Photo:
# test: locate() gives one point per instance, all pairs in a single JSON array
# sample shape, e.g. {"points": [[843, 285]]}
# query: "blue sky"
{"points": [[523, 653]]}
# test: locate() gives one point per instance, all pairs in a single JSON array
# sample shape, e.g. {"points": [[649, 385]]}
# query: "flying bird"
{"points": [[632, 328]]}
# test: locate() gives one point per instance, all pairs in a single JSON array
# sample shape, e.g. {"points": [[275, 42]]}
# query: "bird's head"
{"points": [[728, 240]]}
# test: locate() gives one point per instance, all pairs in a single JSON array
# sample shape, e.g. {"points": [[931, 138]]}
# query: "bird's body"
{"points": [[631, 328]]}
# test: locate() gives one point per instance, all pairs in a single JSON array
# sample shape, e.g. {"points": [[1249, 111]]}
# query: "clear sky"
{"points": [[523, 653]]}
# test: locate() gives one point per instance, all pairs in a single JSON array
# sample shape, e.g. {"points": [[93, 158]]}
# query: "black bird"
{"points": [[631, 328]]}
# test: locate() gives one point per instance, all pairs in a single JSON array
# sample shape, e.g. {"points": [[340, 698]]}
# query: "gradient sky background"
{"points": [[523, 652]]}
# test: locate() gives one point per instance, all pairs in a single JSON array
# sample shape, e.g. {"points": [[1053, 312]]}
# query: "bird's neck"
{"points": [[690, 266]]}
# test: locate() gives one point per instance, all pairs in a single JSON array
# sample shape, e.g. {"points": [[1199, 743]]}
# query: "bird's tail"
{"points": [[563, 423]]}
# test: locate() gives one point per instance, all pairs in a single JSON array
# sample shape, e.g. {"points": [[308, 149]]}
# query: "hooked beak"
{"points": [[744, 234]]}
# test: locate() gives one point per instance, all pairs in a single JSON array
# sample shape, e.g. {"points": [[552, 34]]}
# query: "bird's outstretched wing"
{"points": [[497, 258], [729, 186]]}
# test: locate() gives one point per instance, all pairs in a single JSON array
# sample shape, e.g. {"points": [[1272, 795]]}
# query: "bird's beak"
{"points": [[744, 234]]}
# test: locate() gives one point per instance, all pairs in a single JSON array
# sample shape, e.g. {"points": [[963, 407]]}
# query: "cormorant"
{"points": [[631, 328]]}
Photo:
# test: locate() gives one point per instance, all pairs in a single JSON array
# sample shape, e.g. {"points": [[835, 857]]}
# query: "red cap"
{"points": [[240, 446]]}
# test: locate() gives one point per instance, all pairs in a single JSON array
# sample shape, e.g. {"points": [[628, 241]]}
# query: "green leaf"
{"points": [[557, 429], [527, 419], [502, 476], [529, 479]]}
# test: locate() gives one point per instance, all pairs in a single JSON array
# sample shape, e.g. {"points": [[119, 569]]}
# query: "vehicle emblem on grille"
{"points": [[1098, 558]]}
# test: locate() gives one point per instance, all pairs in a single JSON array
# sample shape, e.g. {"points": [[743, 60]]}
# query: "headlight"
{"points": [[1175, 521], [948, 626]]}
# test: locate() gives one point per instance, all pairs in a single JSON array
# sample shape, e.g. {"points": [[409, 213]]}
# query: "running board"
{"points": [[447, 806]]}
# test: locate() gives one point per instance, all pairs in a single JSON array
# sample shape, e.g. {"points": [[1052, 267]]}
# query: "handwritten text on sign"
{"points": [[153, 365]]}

◇ ◇ ◇ ◇ ◇ ◇ ◇

— Work request —
From the first line to the last, retype the data exactly.

— Written response —
Photo:
# test: locate() gives one point per instance, all pairs in a single JSON array
# sample shape, e.g. {"points": [[843, 285]]}
# query: "blue sky"
{"points": [[523, 653]]}
# test: locate() gives one point per instance, all pairs in a single JSON array
# sample shape, e.g. {"points": [[649, 385]]}
# query: "flying bird"
{"points": [[632, 328]]}
# test: locate() gives one point per instance, all pairs in a single JSON array
# sample shape, e.g. {"points": [[275, 42]]}
# query: "bird's head"
{"points": [[728, 240]]}
# test: locate() gives one point per instance, all pairs in a single JSON array
# sample shape, e.g. {"points": [[931, 138]]}
# query: "bird's body"
{"points": [[631, 328]]}
# test: locate() gives one point per instance, all pairs in a single JSON array
# sample shape, e.g. {"points": [[1249, 111]]}
# query: "clear sky"
{"points": [[523, 653]]}
# test: locate() gives one point per instance, all pairs in a single JSON array
# sample shape, e.g. {"points": [[93, 158]]}
# query: "black bird"
{"points": [[631, 328]]}
# test: locate() gives one point per instance, all pairs in a single JSON array
# sample shape, e.g. {"points": [[340, 698]]}
# query: "gradient sky background"
{"points": [[523, 652]]}
# test: locate() gives one point per instance, all pairs in a single JSON array
# sample shape, e.g. {"points": [[1053, 312]]}
# query: "bird's neck"
{"points": [[690, 266]]}
# test: locate() gives one point per instance, all pairs in a single JSON array
# sample shape, e.g. {"points": [[1199, 743]]}
# query: "bird's tail"
{"points": [[563, 423]]}
# test: locate() gives one point per instance, all pairs in a single JSON array
# sample shape, e.g. {"points": [[308, 149]]}
# query: "hooked beak"
{"points": [[744, 234]]}
# test: locate() gives one point per instance, all pairs in a single JSON array
# sample shape, e.g. {"points": [[552, 34]]}
# query: "bird's outstretched wing"
{"points": [[497, 258], [729, 186]]}
# test: locate() gives one point per instance, all pairs in a single JSON array
# sample shape, e.g. {"points": [[1272, 795]]}
# query: "bird's beak"
{"points": [[744, 234]]}
# test: locate() gives one point per instance, all pairs in a single JSON array
# sample shape, e.g. {"points": [[963, 407]]}
# query: "cormorant"
{"points": [[631, 328]]}
Photo:
# test: locate() gives one point per instance, all pairs in a single JSON array
# sample shape, e.g. {"points": [[835, 857]]}
# query: "red cap"
{"points": [[240, 446]]}
# test: locate() gives one point per instance, all pairs in a single JSON array
# sample shape, e.g. {"points": [[628, 241]]}
# query: "green leaf"
{"points": [[557, 429], [527, 419], [502, 476], [529, 479]]}
# test: locate() gives one point per instance, all pairs in a single JSON array
# sample shape, e.g. {"points": [[119, 569]]}
# query: "vehicle emblem on grille"
{"points": [[1098, 558]]}
# test: locate() gives one point per instance, all pairs in a single JSON array
# sample shape, e.g. {"points": [[743, 60]]}
# query: "headlight"
{"points": [[1175, 521], [948, 626]]}
# test: locate() gives one point per instance, all pairs in a single JSON array
# sample shape, e.g. {"points": [[409, 213]]}
# query: "running board"
{"points": [[447, 806]]}
# test: locate() gives one point per instance, all pairs in a single JSON array
# sample shape, e.g. {"points": [[1052, 267]]}
# query: "handwritten text on sign"
{"points": [[153, 365]]}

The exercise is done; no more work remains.